• OBJECTIF 1: Relevez toutes les lignes des enregistrements qui contiennent la chaîne "hair", en tenant compte de la casse.

Un peu difficile d'apprécier un roman français, même magnifiquement écrit, après l'émotion créée par
Minuit dans la ville des songes de
René Frégni, qui allie beauté et authenticité.
Mais je me suis accrochée, à ce
Paris-Brest, qui se révèle « Tonnerre, tonnerre de Brest », un grand roman, dans la lignée de L'
article 353 du Code Pénal. Je n'ai pas suivi William Scheller, qui sinon n'aurais plus été tout seul, (« La vie c'est comme une image, Tu t'imagines dans une cage ou ailleurs, Tu dis c'est pas mon destin, Ou bien tu dis c'est dommage et tu pleures (…) Je cours à côté d'un train, Qu'on m'a donné au passage, « de bonne heure) et je suis restée dans le train, ce
Paris-Brest, aussi doux et structuré que la pâtisserie.
Louis, devenu écrivain parce que pas assez bon pour être footballeur, vit à Brest, en-dessous de l'appartement de sa grand-mère devenue richissime à la faveur d'une heureuse et tardive rencontre au cercle des Marins. Son père, ancien Président du Stade Brestois, impliqué dans la disparition de 14 millions de Francs, qui se sont « absentés », selon le Procureur, sans explication, des caisses du club de foot, et sa mère s'exilent quelques années dans le Languedoc-Roussillon, avant de revenir en Bretagne, au grand dam de notre narrateur.
« Nous allons revenir habiter en Bretagne. (...) elle a passé sa main sur ma joue, elle m'a caressé la joue et pour moi c'était comme une lame de rasoir qui m'arrachait la peau »
Le « coeur et le sang de l'histoire » se situe dans un « triangle » composé de la mère de Louis, de Louis et du fils Kremeur, copain à la mauvaise influence, trop présent au goût de la mère de Louis.
Louis s'exile à Paris, et règle ses comptes par l'intermédiaire d'un roman exutoire dont le fil s'entremêle avec le récit d'un retour, le temps de Noël, Assemblée en Bretagne, avec sa grand-mère, son frère (footballeur), et ses parents.

• OBJECTIF 2: D'après le texte extrait, pourquoi Louis est-il devenu écrivain ?

• DONNÉES DE L'EXERCICE:
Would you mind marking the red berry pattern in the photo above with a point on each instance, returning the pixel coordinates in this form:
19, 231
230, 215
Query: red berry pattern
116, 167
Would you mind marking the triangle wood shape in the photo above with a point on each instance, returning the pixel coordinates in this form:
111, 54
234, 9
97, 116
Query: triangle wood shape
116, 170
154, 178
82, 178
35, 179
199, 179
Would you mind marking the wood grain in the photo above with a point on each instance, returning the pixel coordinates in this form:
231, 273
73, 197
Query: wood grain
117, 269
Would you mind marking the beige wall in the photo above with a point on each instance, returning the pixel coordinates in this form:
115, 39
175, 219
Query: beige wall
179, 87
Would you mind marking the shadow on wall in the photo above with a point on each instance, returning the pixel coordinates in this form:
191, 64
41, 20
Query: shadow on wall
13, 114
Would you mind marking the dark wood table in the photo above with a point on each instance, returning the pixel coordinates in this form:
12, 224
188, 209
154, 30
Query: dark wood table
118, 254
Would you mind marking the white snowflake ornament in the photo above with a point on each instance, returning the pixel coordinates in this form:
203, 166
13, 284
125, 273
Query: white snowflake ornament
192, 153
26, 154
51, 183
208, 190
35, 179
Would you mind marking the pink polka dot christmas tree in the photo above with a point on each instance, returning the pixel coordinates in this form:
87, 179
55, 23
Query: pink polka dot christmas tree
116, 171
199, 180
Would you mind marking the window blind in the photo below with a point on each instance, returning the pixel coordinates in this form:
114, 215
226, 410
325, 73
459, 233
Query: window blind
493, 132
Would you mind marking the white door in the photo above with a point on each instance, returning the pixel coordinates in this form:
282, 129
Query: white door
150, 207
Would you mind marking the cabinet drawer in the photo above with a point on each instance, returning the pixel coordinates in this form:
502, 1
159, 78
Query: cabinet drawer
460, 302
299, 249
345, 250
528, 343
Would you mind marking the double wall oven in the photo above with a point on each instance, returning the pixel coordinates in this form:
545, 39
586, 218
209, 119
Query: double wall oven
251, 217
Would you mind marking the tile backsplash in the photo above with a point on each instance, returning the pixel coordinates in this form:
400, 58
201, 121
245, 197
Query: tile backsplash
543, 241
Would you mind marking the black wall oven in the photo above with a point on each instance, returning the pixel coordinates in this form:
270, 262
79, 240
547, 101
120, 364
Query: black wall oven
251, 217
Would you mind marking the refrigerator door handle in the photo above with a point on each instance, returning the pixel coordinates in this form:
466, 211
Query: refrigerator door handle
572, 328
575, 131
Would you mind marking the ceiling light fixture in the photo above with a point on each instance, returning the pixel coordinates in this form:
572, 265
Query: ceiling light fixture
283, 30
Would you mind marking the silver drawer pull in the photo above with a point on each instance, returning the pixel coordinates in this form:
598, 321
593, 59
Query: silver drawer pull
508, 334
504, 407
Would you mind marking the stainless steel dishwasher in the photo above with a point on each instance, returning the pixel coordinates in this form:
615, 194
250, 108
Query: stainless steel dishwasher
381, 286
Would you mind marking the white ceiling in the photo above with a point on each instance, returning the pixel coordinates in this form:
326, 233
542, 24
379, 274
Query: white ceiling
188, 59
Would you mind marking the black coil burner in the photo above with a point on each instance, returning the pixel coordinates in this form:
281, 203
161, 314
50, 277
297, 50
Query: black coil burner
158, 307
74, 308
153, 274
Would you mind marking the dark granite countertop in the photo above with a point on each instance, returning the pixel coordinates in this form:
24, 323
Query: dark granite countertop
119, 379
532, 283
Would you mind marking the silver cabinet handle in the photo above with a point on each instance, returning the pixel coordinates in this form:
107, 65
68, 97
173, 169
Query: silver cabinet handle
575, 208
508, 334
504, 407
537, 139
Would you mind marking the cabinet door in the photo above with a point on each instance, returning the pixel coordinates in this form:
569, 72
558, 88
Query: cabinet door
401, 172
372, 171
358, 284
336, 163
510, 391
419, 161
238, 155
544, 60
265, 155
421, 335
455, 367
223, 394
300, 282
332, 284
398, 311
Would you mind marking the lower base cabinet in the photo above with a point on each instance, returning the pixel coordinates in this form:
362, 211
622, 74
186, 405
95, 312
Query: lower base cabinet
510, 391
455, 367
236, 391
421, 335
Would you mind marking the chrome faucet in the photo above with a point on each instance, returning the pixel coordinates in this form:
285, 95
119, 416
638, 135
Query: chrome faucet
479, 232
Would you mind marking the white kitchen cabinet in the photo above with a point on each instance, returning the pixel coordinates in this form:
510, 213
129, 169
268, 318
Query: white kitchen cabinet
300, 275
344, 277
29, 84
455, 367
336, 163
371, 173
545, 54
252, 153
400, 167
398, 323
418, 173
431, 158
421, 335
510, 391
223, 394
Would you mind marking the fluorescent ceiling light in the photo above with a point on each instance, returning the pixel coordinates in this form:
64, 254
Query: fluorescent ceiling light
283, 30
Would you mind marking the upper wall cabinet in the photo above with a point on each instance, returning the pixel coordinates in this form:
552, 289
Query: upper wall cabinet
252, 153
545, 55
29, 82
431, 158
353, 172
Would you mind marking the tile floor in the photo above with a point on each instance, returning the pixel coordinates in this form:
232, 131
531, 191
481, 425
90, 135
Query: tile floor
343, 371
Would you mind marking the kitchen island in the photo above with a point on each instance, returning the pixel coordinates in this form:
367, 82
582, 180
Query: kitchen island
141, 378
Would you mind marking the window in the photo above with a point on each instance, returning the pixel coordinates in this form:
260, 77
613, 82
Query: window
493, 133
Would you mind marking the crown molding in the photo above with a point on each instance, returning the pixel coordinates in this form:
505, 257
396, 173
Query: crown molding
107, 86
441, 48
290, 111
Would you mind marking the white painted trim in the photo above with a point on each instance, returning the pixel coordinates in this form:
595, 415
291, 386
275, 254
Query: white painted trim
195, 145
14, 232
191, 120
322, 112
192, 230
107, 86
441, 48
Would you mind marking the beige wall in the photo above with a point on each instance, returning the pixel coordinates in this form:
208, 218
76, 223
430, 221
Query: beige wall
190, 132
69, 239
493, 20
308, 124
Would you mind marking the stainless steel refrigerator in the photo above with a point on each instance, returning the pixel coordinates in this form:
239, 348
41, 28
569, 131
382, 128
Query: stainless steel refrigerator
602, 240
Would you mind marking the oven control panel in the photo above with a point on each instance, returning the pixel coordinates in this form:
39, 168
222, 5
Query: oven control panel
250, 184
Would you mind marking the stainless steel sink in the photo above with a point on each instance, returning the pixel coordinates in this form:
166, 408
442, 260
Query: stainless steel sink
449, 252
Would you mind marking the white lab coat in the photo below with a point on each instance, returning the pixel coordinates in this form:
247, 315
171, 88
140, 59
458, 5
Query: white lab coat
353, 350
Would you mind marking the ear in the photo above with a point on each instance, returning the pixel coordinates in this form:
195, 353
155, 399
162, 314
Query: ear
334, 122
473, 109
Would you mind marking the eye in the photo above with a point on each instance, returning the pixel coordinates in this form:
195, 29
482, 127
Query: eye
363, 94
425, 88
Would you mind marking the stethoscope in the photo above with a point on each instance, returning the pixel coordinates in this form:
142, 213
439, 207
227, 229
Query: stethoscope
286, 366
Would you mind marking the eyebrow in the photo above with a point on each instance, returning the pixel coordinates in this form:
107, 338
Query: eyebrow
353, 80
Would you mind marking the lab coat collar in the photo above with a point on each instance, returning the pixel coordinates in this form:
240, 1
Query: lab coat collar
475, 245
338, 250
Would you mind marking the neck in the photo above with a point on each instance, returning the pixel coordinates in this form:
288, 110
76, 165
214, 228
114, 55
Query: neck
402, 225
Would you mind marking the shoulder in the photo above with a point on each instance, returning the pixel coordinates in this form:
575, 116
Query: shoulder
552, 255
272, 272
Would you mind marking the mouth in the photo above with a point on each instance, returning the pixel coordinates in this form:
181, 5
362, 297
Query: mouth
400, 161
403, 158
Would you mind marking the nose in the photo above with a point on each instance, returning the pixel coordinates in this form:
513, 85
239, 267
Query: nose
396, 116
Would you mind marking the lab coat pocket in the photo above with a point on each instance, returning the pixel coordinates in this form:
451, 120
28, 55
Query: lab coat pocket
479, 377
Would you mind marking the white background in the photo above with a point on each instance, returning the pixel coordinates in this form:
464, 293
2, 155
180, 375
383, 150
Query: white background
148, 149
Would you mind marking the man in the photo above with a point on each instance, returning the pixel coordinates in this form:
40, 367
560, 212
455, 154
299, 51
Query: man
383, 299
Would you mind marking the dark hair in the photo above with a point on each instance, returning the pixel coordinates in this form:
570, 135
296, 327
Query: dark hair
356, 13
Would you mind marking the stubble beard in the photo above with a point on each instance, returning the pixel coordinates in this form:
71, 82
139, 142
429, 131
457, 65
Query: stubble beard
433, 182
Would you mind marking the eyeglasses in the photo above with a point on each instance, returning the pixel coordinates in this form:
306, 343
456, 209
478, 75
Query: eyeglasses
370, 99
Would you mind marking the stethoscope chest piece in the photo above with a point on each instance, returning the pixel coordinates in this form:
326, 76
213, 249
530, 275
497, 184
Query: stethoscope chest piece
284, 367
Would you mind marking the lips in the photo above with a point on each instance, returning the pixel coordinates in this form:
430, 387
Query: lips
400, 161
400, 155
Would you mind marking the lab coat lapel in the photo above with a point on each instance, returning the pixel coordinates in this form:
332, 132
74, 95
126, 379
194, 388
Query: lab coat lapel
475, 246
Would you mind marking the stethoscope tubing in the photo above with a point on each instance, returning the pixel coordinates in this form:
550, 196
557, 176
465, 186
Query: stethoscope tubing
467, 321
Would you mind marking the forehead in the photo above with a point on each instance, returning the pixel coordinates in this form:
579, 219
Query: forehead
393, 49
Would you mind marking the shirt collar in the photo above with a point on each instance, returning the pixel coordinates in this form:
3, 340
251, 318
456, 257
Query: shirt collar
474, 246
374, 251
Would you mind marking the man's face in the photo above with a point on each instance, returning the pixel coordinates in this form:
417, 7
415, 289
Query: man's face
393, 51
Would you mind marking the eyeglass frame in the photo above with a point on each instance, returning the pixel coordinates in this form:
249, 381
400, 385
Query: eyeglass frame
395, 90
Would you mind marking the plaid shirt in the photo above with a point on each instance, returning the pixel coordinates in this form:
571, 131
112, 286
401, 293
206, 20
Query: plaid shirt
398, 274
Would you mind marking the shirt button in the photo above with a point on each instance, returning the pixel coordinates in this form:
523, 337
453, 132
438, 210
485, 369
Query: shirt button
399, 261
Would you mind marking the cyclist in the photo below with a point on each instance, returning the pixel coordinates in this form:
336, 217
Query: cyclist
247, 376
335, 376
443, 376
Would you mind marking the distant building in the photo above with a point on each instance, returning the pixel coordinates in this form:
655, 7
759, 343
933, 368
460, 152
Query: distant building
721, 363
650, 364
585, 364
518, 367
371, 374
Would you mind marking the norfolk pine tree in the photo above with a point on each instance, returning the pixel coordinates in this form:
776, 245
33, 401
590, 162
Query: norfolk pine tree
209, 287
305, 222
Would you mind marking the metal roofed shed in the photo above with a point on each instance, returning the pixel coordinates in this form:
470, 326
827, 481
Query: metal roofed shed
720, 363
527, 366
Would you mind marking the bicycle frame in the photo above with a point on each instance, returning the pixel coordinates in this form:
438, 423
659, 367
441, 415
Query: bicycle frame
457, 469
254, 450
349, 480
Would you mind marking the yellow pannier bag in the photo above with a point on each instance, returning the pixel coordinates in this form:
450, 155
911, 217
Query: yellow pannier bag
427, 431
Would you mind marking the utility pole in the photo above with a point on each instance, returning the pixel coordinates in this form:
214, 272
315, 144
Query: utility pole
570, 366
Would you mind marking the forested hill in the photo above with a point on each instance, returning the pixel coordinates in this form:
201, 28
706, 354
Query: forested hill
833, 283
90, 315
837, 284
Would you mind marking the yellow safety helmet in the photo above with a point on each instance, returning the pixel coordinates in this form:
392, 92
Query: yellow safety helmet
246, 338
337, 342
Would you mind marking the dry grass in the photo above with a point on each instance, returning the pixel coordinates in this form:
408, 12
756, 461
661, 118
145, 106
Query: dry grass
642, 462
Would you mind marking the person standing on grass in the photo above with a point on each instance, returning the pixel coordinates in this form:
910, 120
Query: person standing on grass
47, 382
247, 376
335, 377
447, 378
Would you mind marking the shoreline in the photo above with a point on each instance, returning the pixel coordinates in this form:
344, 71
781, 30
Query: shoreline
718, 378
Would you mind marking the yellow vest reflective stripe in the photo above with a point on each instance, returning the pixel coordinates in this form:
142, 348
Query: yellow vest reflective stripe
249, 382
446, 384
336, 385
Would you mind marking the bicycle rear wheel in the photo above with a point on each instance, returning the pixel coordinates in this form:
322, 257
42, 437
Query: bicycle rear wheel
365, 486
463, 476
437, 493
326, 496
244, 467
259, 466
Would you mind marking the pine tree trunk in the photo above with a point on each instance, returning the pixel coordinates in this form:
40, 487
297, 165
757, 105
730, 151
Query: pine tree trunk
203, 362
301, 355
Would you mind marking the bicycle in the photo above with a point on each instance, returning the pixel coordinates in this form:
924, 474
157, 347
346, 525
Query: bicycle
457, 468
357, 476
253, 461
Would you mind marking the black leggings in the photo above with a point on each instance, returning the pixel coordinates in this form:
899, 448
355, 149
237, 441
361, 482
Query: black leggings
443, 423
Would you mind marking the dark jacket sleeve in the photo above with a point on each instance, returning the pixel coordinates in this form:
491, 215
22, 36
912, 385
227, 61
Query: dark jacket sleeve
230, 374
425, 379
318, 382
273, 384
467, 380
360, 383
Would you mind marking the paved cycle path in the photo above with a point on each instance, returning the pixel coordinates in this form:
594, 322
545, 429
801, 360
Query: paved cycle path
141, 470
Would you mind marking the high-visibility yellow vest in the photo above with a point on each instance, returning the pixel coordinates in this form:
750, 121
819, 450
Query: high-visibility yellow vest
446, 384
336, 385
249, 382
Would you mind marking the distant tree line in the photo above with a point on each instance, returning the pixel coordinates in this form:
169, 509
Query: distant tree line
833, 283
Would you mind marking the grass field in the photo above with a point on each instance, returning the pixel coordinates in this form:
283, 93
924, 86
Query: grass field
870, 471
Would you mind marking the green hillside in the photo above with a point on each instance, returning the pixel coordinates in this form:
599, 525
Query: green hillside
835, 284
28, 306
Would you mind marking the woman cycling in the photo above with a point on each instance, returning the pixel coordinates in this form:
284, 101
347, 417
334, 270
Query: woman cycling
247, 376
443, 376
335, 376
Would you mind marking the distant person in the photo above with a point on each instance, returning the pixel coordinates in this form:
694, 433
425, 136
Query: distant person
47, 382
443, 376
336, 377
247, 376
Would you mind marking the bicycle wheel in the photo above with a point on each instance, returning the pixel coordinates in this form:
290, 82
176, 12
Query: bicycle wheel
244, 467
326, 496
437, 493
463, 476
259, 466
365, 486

• CORRIGÉ 1:
Would you mind marking the dark hair in the photo above with a point on each instance, returning the pixel coordinates in this form:
Query: dark hair

• CORRIGÉ 2: Parce qu'il n'était pas assez bon pour être footballeur.